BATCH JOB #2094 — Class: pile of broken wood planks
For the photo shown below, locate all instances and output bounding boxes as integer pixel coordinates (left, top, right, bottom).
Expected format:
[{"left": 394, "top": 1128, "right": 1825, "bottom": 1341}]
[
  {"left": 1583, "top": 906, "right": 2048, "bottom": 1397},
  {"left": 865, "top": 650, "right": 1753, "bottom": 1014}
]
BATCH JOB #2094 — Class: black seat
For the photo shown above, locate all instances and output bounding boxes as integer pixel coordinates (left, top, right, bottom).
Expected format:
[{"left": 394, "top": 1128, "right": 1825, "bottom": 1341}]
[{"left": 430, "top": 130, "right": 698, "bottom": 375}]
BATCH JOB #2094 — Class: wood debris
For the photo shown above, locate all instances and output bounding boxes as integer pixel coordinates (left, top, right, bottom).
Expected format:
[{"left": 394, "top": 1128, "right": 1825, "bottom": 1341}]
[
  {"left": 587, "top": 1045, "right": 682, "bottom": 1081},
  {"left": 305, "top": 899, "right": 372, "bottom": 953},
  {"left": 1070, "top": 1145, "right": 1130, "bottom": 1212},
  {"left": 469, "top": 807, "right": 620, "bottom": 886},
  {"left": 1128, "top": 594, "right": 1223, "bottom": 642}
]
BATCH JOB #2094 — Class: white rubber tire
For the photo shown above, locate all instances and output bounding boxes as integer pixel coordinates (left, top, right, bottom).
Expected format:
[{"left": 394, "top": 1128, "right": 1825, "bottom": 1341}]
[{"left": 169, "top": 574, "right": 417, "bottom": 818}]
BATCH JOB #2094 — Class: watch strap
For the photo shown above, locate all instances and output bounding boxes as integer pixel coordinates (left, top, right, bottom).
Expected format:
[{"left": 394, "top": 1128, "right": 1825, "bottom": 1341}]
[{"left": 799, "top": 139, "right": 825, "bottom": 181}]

-=-=-=-=-

## [WHAT NEEDS TO BE DONE]
Taking the listing above as a whole, count the lines that include the word "wood" and report the figure only.

## [RESPONSE BELOW]
2